Text shown section start

President Obama said Wednesday he is “cautiously more optimistic” about stopping Ebola in the United States as his new czar began his first day of work.
The president noted that dozens of individuals who had contact with the Liberian man who brought the virus to the U.S. had tested negative and said two nurses with confirmed infections “seem to be doing better.”
{mosads}He also noted that Nigeria and Senegal, two African nations near the center of the Ebola outbreak, were now free of the deadly disease.
“It gives you some sense that when it’s caught early and where the public health infrastructure operates effectively, this outbreak can be stopped,” Obama said.
The president said he had spoken by phone with co-workers of the infected healthcare workers at Texas Presbyterian Hospital earlier in the day.
“Spirits were good,” Obama said. “People were very proud of the work that they’ve done and understandably so, because, as I said before, when it comes to taking care of us and our families, nobody’s more important than the front-line health workers.”
The president made the remarks after a meeting with Ron Klain, the former chief of staff to Vice President Biden who has been tapped to lead the government’s response to the virus.
The men met for more than an hour in the Oval Office with other senior administration officials to discuss the Ebola response, although the president did not mention Klain in his brief remarks.
Obama also spoke hours after the Centers for Disease Control and Prevention announced it would monitor individuals who arrived from Liberia, Sierra Leone or Guinea for three weeks after they arrived in the U.S. State and local health officials will contact passengers from those countries daily to see if they have begun exhibiting a fever or other possible symptoms of Ebola.
The president said the agency would “continue to put in place additional measures as they make sense in order to assure that we don’t see a continuing spread of this disease.”
He also noted that the CDC has “refined” its guidelines for hospitals treating Ebola patients after the disease spread at the Dallas facility. He said he was confident “that over the course of several weeks and months” hospitals nationwide would be prepared to handle such cases.
“We’re going to systematically and steadily just make sure that every hospital has a plan, that they are displaying CDC information that has currently been provided so that they can take step-by-step precautions when they’re dealing with somebody who might have Ebola,” Obama said.
Broadly, Obama said Americans should have “confidence that we’re going to be in a position to deal with any additional cases of Ebola that might crop up without it turning into an outbreak.”
Earlier Wednesday, the White House said it still did not know if it would request additional Ebola funding from Congress, but that Klain would examine that issue as part of his portfolio.

Text shown section end

Action item A:
Please print, word for word, the part of the Ebola article that opens with the words containing "President Obama said" and closes with "the deadly disease.".
Action item B:
Name every African country mentioned in the Ebola article.

Record excerpts section start

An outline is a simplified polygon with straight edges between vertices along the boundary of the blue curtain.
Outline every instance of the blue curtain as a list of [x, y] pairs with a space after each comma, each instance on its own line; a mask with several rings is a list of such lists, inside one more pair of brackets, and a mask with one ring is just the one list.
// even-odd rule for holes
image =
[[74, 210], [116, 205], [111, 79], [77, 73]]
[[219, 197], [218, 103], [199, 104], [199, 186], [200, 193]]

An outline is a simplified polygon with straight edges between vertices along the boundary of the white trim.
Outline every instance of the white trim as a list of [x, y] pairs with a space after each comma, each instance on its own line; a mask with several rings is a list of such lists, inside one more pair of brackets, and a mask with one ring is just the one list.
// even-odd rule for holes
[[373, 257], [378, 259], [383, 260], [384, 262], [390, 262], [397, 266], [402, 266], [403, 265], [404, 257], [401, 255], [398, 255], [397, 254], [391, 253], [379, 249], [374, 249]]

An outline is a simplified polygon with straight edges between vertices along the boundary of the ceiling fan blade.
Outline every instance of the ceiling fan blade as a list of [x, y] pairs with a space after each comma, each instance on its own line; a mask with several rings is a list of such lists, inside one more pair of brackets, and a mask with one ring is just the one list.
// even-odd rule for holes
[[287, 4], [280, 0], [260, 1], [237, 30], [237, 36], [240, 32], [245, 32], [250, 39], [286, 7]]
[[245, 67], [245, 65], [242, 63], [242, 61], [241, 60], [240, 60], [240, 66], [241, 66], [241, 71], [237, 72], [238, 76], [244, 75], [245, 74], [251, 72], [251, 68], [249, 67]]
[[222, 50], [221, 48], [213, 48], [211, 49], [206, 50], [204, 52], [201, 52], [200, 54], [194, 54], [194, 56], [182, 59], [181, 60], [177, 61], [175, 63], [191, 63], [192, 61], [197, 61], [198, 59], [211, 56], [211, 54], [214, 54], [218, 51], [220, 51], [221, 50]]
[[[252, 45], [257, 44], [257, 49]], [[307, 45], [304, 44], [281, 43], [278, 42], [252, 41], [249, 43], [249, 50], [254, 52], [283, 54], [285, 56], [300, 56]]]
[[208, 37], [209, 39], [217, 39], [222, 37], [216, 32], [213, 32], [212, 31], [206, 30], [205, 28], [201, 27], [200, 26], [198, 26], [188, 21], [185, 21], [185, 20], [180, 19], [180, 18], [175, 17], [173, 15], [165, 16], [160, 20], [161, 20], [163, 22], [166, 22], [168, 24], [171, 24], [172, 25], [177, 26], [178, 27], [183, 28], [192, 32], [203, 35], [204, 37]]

Record excerpts section end

Worked solution A:
President Obama said Wednesday he is “cautiously more optimistic” about stopping Ebola in the United States as his new czar began his first day of work.
The president noted that dozens of individuals who had contact with the Liberian man who brought the virus to the U.S. had tested negative and said two nurses with confirmed infections “seem to be doing better.”
{mosads}He also noted that Nigeria and Senegal, two African nations near the center of the Ebola outbreak, were now free of the deadly disease.

Worked solution B:
Nigeria
Senegal
Liberia
Sierra Leone
Guinea